-- begin Exercise material --
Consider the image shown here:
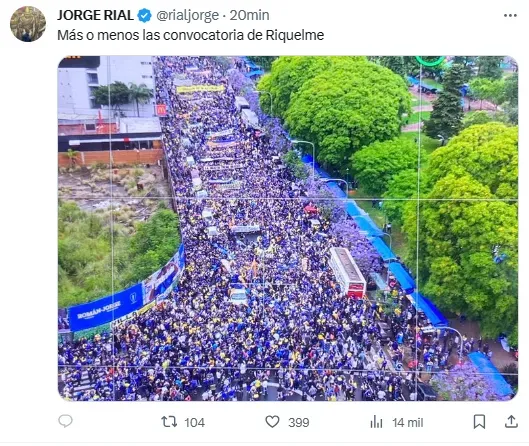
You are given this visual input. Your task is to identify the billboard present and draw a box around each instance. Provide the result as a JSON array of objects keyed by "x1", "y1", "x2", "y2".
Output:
[
  {"x1": 67, "y1": 245, "x2": 185, "y2": 332},
  {"x1": 143, "y1": 245, "x2": 184, "y2": 305},
  {"x1": 68, "y1": 283, "x2": 143, "y2": 331}
]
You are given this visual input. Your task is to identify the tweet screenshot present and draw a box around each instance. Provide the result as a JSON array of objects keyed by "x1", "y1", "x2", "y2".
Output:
[{"x1": 0, "y1": 0, "x2": 529, "y2": 446}]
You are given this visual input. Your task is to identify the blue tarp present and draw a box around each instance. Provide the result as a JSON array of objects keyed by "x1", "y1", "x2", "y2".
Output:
[
  {"x1": 371, "y1": 237, "x2": 397, "y2": 262},
  {"x1": 389, "y1": 262, "x2": 415, "y2": 294},
  {"x1": 301, "y1": 154, "x2": 331, "y2": 178},
  {"x1": 411, "y1": 292, "x2": 448, "y2": 328},
  {"x1": 244, "y1": 70, "x2": 264, "y2": 77},
  {"x1": 468, "y1": 352, "x2": 513, "y2": 396},
  {"x1": 345, "y1": 200, "x2": 362, "y2": 217},
  {"x1": 354, "y1": 215, "x2": 384, "y2": 237},
  {"x1": 327, "y1": 181, "x2": 346, "y2": 198}
]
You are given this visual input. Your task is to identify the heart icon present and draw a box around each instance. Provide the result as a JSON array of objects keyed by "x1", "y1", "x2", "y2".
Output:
[{"x1": 265, "y1": 415, "x2": 279, "y2": 428}]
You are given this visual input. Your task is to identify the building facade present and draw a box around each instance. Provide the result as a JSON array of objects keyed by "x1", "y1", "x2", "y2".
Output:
[{"x1": 58, "y1": 56, "x2": 156, "y2": 119}]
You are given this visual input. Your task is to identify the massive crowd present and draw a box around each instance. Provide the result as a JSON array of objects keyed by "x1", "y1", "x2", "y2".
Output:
[{"x1": 59, "y1": 57, "x2": 458, "y2": 401}]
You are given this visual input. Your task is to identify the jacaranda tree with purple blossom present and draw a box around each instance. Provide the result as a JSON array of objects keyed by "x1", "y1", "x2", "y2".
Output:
[
  {"x1": 228, "y1": 70, "x2": 254, "y2": 97},
  {"x1": 330, "y1": 219, "x2": 382, "y2": 276}
]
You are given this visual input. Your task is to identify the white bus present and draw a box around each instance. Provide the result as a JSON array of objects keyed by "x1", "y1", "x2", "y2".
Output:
[{"x1": 329, "y1": 247, "x2": 367, "y2": 299}]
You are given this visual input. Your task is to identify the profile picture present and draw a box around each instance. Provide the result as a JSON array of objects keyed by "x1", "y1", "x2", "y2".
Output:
[{"x1": 11, "y1": 6, "x2": 46, "y2": 42}]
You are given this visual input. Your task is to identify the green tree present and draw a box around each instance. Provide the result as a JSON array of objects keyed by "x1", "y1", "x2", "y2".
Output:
[
  {"x1": 66, "y1": 147, "x2": 79, "y2": 168},
  {"x1": 257, "y1": 56, "x2": 365, "y2": 118},
  {"x1": 376, "y1": 56, "x2": 411, "y2": 79},
  {"x1": 129, "y1": 82, "x2": 154, "y2": 116},
  {"x1": 462, "y1": 110, "x2": 508, "y2": 129},
  {"x1": 503, "y1": 73, "x2": 518, "y2": 124},
  {"x1": 129, "y1": 209, "x2": 180, "y2": 282},
  {"x1": 427, "y1": 122, "x2": 518, "y2": 199},
  {"x1": 283, "y1": 150, "x2": 308, "y2": 179},
  {"x1": 454, "y1": 56, "x2": 477, "y2": 82},
  {"x1": 470, "y1": 77, "x2": 492, "y2": 110},
  {"x1": 402, "y1": 122, "x2": 518, "y2": 337},
  {"x1": 92, "y1": 81, "x2": 130, "y2": 110},
  {"x1": 351, "y1": 138, "x2": 419, "y2": 197},
  {"x1": 58, "y1": 201, "x2": 180, "y2": 308},
  {"x1": 382, "y1": 168, "x2": 426, "y2": 225},
  {"x1": 478, "y1": 56, "x2": 503, "y2": 79},
  {"x1": 212, "y1": 56, "x2": 232, "y2": 76},
  {"x1": 282, "y1": 58, "x2": 410, "y2": 171},
  {"x1": 248, "y1": 56, "x2": 277, "y2": 71},
  {"x1": 424, "y1": 64, "x2": 465, "y2": 139}
]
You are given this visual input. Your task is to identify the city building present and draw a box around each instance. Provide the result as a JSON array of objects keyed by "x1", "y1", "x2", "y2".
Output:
[{"x1": 58, "y1": 56, "x2": 156, "y2": 120}]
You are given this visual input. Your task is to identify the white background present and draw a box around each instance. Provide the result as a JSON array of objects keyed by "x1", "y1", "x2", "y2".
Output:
[{"x1": 0, "y1": 0, "x2": 529, "y2": 444}]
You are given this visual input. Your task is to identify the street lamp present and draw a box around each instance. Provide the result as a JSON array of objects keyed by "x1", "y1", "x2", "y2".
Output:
[
  {"x1": 290, "y1": 139, "x2": 316, "y2": 181},
  {"x1": 253, "y1": 90, "x2": 274, "y2": 116},
  {"x1": 443, "y1": 327, "x2": 463, "y2": 362},
  {"x1": 382, "y1": 232, "x2": 393, "y2": 251},
  {"x1": 325, "y1": 178, "x2": 349, "y2": 201}
]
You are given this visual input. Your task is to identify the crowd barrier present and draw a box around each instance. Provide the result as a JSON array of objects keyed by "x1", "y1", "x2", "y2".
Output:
[{"x1": 59, "y1": 244, "x2": 185, "y2": 332}]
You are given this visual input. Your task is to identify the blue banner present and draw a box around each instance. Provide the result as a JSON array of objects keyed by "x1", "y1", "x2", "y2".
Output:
[{"x1": 68, "y1": 283, "x2": 143, "y2": 331}]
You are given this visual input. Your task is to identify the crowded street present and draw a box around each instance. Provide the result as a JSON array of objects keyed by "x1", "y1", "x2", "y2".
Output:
[{"x1": 59, "y1": 57, "x2": 512, "y2": 401}]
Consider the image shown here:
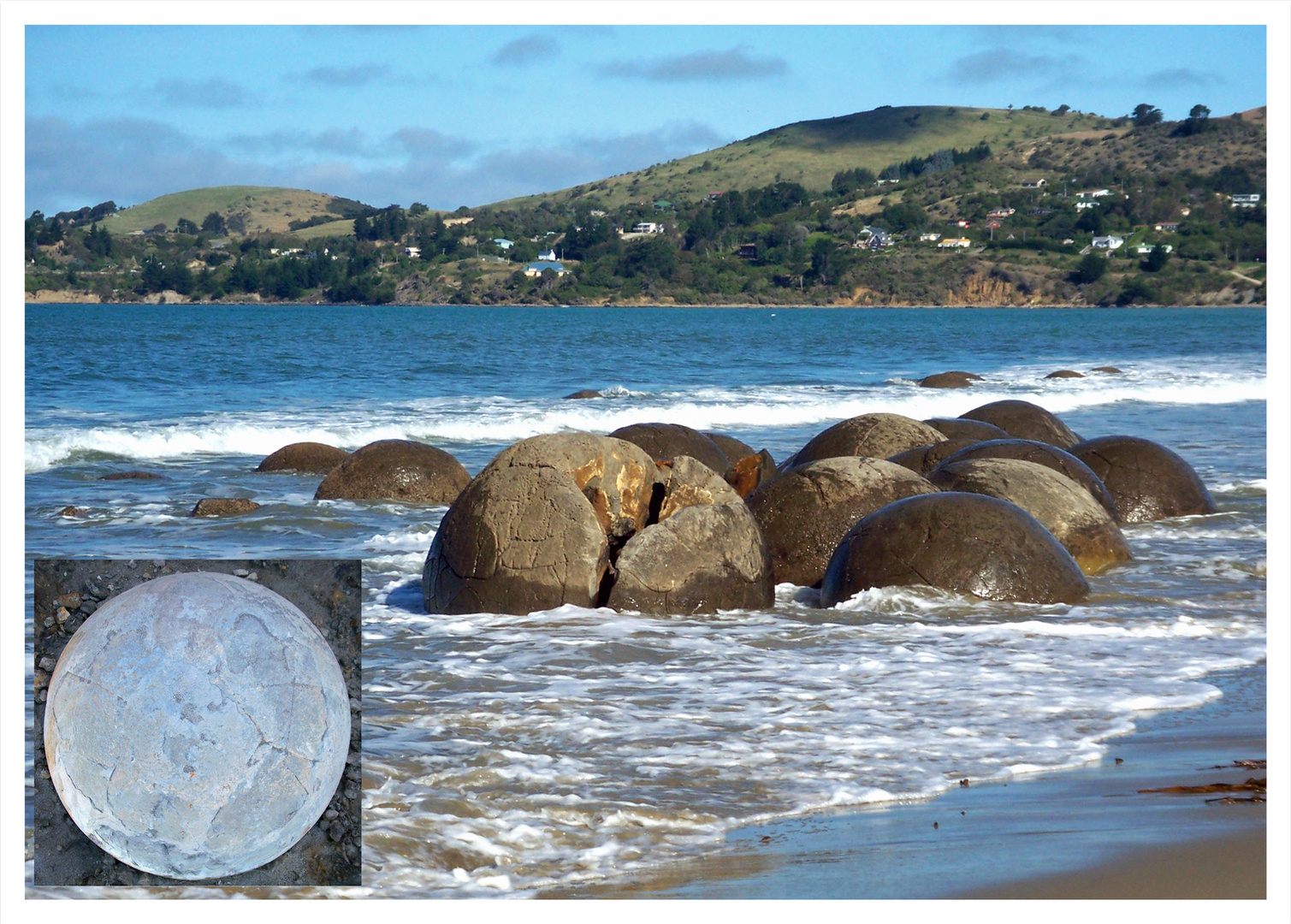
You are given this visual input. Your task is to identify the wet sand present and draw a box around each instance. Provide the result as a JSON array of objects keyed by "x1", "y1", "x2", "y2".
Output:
[{"x1": 546, "y1": 663, "x2": 1266, "y2": 898}]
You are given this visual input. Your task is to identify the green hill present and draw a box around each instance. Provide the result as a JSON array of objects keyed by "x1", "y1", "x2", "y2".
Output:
[
  {"x1": 104, "y1": 186, "x2": 367, "y2": 235},
  {"x1": 495, "y1": 106, "x2": 1111, "y2": 208}
]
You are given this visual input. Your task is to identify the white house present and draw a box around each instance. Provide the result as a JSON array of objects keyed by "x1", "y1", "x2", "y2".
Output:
[{"x1": 524, "y1": 259, "x2": 569, "y2": 277}]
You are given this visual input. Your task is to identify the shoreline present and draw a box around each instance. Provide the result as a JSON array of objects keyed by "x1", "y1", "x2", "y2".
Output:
[{"x1": 538, "y1": 662, "x2": 1268, "y2": 898}]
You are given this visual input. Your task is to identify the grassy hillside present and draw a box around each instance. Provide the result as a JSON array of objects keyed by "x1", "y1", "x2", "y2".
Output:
[
  {"x1": 497, "y1": 106, "x2": 1111, "y2": 208},
  {"x1": 104, "y1": 186, "x2": 356, "y2": 235}
]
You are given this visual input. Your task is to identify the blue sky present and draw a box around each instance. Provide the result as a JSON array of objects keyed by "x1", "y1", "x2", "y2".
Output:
[{"x1": 25, "y1": 24, "x2": 1266, "y2": 213}]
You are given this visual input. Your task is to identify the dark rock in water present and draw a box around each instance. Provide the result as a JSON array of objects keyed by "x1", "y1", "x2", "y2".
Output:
[
  {"x1": 607, "y1": 455, "x2": 774, "y2": 614},
  {"x1": 722, "y1": 449, "x2": 776, "y2": 497},
  {"x1": 888, "y1": 440, "x2": 976, "y2": 475},
  {"x1": 609, "y1": 424, "x2": 731, "y2": 472},
  {"x1": 1071, "y1": 436, "x2": 1216, "y2": 523},
  {"x1": 928, "y1": 458, "x2": 1132, "y2": 574},
  {"x1": 256, "y1": 442, "x2": 350, "y2": 475},
  {"x1": 488, "y1": 432, "x2": 665, "y2": 545},
  {"x1": 421, "y1": 465, "x2": 609, "y2": 614},
  {"x1": 314, "y1": 440, "x2": 471, "y2": 503},
  {"x1": 959, "y1": 400, "x2": 1081, "y2": 449},
  {"x1": 943, "y1": 440, "x2": 1121, "y2": 520},
  {"x1": 794, "y1": 414, "x2": 944, "y2": 467},
  {"x1": 924, "y1": 417, "x2": 1009, "y2": 442},
  {"x1": 703, "y1": 431, "x2": 758, "y2": 465},
  {"x1": 919, "y1": 370, "x2": 982, "y2": 388},
  {"x1": 192, "y1": 497, "x2": 259, "y2": 516},
  {"x1": 820, "y1": 492, "x2": 1090, "y2": 607},
  {"x1": 746, "y1": 455, "x2": 938, "y2": 587}
]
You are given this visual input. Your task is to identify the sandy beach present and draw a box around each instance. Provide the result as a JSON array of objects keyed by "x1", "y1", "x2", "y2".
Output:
[{"x1": 546, "y1": 665, "x2": 1266, "y2": 898}]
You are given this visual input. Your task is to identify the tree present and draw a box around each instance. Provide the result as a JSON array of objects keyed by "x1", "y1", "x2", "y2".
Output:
[
  {"x1": 1134, "y1": 104, "x2": 1162, "y2": 127},
  {"x1": 201, "y1": 211, "x2": 228, "y2": 236},
  {"x1": 1073, "y1": 251, "x2": 1108, "y2": 285}
]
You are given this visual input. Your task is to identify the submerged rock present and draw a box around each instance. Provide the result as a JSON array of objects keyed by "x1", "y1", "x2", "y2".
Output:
[
  {"x1": 314, "y1": 440, "x2": 471, "y2": 503},
  {"x1": 928, "y1": 458, "x2": 1131, "y2": 574},
  {"x1": 959, "y1": 400, "x2": 1081, "y2": 449},
  {"x1": 820, "y1": 492, "x2": 1090, "y2": 607},
  {"x1": 256, "y1": 442, "x2": 350, "y2": 475},
  {"x1": 1071, "y1": 436, "x2": 1217, "y2": 523},
  {"x1": 748, "y1": 455, "x2": 938, "y2": 587}
]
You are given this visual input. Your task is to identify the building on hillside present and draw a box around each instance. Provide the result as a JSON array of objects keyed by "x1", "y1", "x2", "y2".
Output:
[{"x1": 524, "y1": 259, "x2": 569, "y2": 279}]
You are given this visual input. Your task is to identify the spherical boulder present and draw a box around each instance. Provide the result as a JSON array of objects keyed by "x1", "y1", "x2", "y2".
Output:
[
  {"x1": 888, "y1": 440, "x2": 974, "y2": 475},
  {"x1": 919, "y1": 370, "x2": 982, "y2": 388},
  {"x1": 256, "y1": 442, "x2": 350, "y2": 475},
  {"x1": 1071, "y1": 436, "x2": 1217, "y2": 523},
  {"x1": 820, "y1": 492, "x2": 1090, "y2": 607},
  {"x1": 489, "y1": 432, "x2": 664, "y2": 545},
  {"x1": 959, "y1": 400, "x2": 1081, "y2": 449},
  {"x1": 421, "y1": 464, "x2": 609, "y2": 615},
  {"x1": 928, "y1": 458, "x2": 1132, "y2": 574},
  {"x1": 607, "y1": 455, "x2": 774, "y2": 614},
  {"x1": 793, "y1": 414, "x2": 945, "y2": 467},
  {"x1": 609, "y1": 424, "x2": 731, "y2": 472},
  {"x1": 192, "y1": 497, "x2": 259, "y2": 516},
  {"x1": 44, "y1": 572, "x2": 350, "y2": 879},
  {"x1": 314, "y1": 440, "x2": 471, "y2": 503},
  {"x1": 746, "y1": 455, "x2": 938, "y2": 587},
  {"x1": 924, "y1": 417, "x2": 1009, "y2": 442},
  {"x1": 943, "y1": 439, "x2": 1121, "y2": 520}
]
-- end Exercise material --
Return every line of the records above that contains the string "building". Case counts.

You are given this visual input. Your task is to identify the building facade present and draw a box around each instance. Provide the result as a JSON array of objects keyed by "x1", "y1", "x2", "y2".
You are given this visual input. Your task is to identify the city building present and draw a box around each instance. Provide the result as a JSON array of objects keyed by "x1", "y1", "x2", "y2".
You are given this visual input. Your task is to identify the building on hillside present and draw a box around each instance. Provide the result as a JSON array of objects keyed by "x1", "y1", "x2", "y2".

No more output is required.